ACTIONS TO TAKE.
1) In the lesson text on justification by faith, in what city did Paul publicly confront Peter?
2) Copy out everything in the lesson text from "Sabbath Afternoon" down to "rite of circumcision.", word for word.
3) For each statement, say yes or no depending on whether it agrees with the lesson text, and quote the words that decide it: (a) The memory text comes from the ESV. (b) Peter chose to eat with former pagans. (c) The lesson is meant as preparation for Sabbath, July 22.

Justification by Faith Alone

LESSON 4 *July 15–21

Sabbath Afternoon

Read for This Week’s Study: Gal. 2:15–21; Eph. 2:12; Phil. 3:9; Rom. 3:10–20; Gen. 15:5, 6; Rom. 3:8.

Memory Text: “I have been crucified with Christ. It is no longer I who live, but Christ who lives in me. And the life I now live in the flesh I live by faith in the Son of God, who loved me and gave himself for me” (Galatians 2:20, ESV).

As we saw last week, Paul publicly confronted Peter in Antioch for the lack of consistency between the faith he advocated and the behavior he displayed. Peter’s decision not to eat with former pagans suggested that they were second-rate Christians at best. His actions implied that if they really wanted to be part of the family of God and enjoy the blessings of full table fellowship, they must first submit to the rite of circumcision.

What did Paul actually say to Peter on that tense occasion? In this week’s lesson, we will study what is likely a summary of what went on. This passage contains some of the most compressed wording in the New Testament, and it is extremely significant, because it introduces us for the first time to several words and phrases that are foundational both to understanding the gospel and the rest of Paul’s letter to the Galatians. These key words include justification, righteousness, works of law, belief, and not only faith but the faith of Jesus. What does Paul mean by these terms, and what do they teach us about the plan of salvation?

* Study this week’s lesson to prepare for Sabbath, July 22.

SUNDAY July 16

The Question of “Justification” (Gal. 2:15, 16)

DATASET CONTENT.
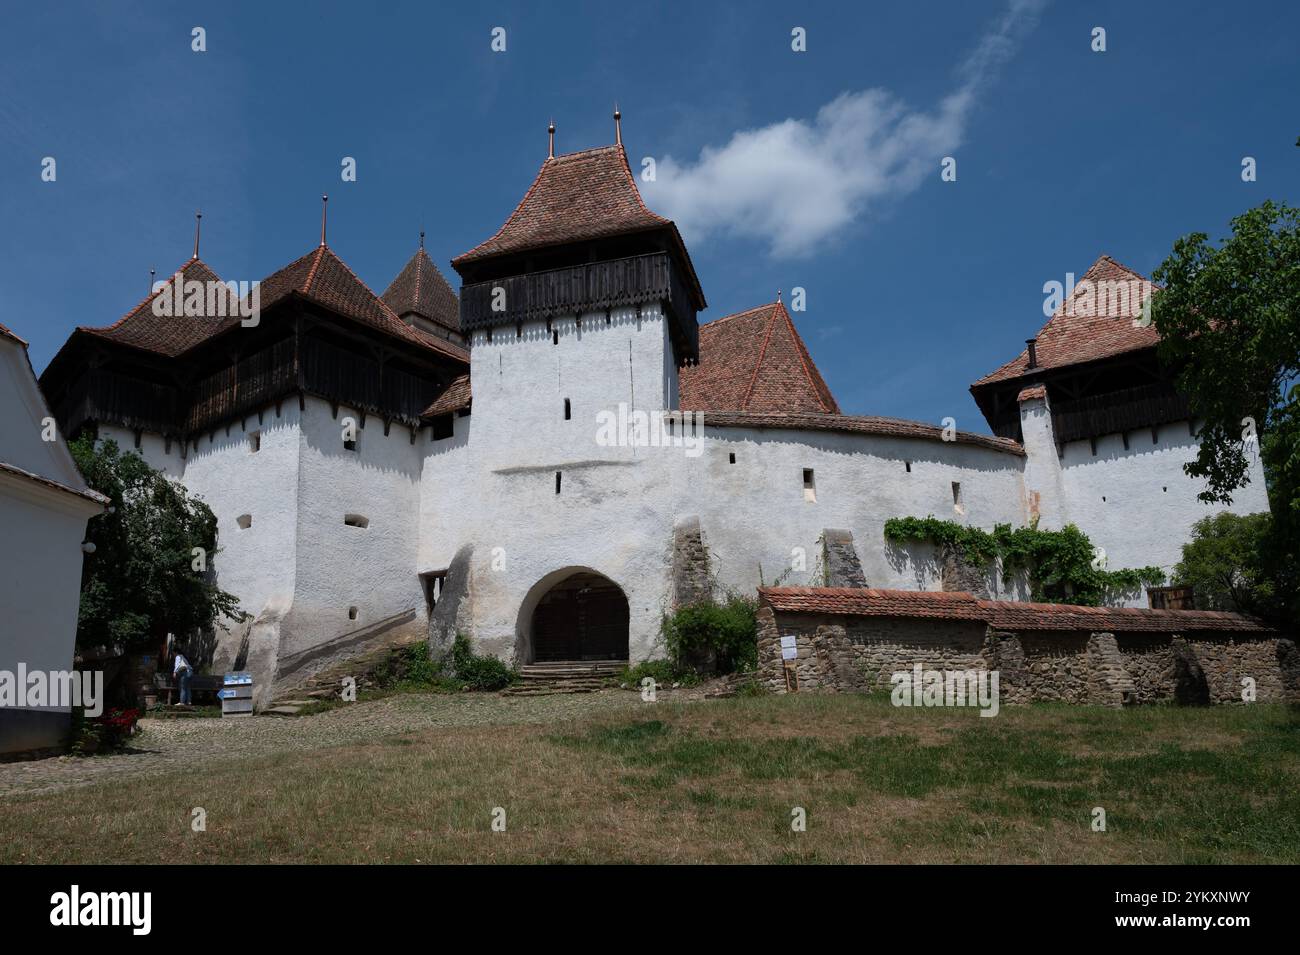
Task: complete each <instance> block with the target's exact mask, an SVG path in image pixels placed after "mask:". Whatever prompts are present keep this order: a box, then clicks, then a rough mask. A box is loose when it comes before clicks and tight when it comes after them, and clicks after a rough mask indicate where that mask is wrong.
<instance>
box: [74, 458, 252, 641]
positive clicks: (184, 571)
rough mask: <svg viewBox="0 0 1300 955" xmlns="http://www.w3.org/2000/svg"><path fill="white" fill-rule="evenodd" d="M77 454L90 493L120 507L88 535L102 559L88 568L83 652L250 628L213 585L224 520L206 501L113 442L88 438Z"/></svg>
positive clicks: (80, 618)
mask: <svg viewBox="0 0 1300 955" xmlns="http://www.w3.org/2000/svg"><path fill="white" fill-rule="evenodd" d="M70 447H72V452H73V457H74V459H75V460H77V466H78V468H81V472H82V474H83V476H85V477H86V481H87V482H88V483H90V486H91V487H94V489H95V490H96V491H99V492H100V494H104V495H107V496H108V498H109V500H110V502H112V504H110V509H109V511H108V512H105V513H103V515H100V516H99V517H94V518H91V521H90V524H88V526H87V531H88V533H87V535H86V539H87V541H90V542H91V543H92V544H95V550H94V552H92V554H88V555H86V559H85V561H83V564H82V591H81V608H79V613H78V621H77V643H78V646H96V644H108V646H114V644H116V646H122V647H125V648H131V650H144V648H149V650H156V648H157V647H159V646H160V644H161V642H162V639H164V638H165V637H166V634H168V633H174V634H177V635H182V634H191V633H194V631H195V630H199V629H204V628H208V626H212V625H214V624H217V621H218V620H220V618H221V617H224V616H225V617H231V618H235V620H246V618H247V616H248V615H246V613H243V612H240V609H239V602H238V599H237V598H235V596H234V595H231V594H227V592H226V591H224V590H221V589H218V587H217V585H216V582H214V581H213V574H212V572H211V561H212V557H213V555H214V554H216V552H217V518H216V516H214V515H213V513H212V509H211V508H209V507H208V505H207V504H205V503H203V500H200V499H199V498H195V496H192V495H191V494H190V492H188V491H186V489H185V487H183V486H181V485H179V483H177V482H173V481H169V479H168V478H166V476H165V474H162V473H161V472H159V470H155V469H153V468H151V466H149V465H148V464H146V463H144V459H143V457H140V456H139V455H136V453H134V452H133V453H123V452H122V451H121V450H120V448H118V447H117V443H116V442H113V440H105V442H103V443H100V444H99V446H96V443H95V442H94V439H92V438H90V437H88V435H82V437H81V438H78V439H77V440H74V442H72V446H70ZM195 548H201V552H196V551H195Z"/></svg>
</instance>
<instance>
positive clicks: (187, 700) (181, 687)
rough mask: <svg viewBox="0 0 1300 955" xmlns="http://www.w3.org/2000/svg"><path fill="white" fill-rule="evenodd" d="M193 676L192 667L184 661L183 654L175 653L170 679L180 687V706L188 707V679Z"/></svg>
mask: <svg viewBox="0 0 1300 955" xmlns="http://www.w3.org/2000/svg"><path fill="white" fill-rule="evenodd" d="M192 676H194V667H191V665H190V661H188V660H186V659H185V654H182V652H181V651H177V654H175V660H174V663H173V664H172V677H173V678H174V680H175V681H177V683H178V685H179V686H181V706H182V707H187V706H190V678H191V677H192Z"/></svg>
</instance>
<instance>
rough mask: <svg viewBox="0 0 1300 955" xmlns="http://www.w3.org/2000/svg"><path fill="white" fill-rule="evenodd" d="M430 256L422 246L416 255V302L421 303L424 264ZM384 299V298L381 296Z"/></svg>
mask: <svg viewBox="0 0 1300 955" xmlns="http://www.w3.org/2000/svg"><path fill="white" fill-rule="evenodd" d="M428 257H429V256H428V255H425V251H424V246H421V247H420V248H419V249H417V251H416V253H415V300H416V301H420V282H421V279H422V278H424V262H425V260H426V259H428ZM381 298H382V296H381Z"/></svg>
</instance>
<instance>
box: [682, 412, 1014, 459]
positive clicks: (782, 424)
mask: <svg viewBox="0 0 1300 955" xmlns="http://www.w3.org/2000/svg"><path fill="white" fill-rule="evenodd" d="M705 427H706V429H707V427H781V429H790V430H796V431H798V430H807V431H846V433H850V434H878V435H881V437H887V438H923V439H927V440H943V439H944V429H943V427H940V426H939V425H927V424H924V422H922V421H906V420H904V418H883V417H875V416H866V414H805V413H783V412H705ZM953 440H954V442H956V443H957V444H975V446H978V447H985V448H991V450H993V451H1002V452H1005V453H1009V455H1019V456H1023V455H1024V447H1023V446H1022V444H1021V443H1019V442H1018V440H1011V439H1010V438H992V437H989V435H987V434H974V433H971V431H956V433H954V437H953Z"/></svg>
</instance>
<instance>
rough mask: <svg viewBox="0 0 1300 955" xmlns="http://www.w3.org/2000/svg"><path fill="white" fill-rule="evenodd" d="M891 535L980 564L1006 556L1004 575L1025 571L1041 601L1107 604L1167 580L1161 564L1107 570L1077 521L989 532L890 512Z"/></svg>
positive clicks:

ANSWERS TO THE EXERCISE.
1) Antioch.

2)
Sabbath Afternoon

Read for This Week’s Study: Gal. 2:15–21; Eph. 2:12; Phil. 3:9; Rom. 3:10–20; Gen. 15:5, 6; Rom. 3:8.

Memory Text: “I have been crucified with Christ. It is no longer I who live, but Christ who lives in me. And the life I now live in the flesh I live by faith in the Son of God, who loved me and gave himself for me” (Galatians 2:20, ESV).

As we saw last week, Paul publicly confronted Peter in Antioch for the lack of consistency between the faith he advocated and the behavior he displayed. Peter’s decision not to eat with former pagans suggested that they were second-rate Christians at best. His actions implied that if they really wanted to be part of the family of God and enjoy the blessings of full table fellowship, they must first submit to the rite of circumcision.

3)
(a) Yes: "(Galatians 2:20, ESV)"
(b) No: "Peter’s decision not to eat with former pagans"
(c) Yes: "Study this week’s lesson to prepare for Sabbath, July 22."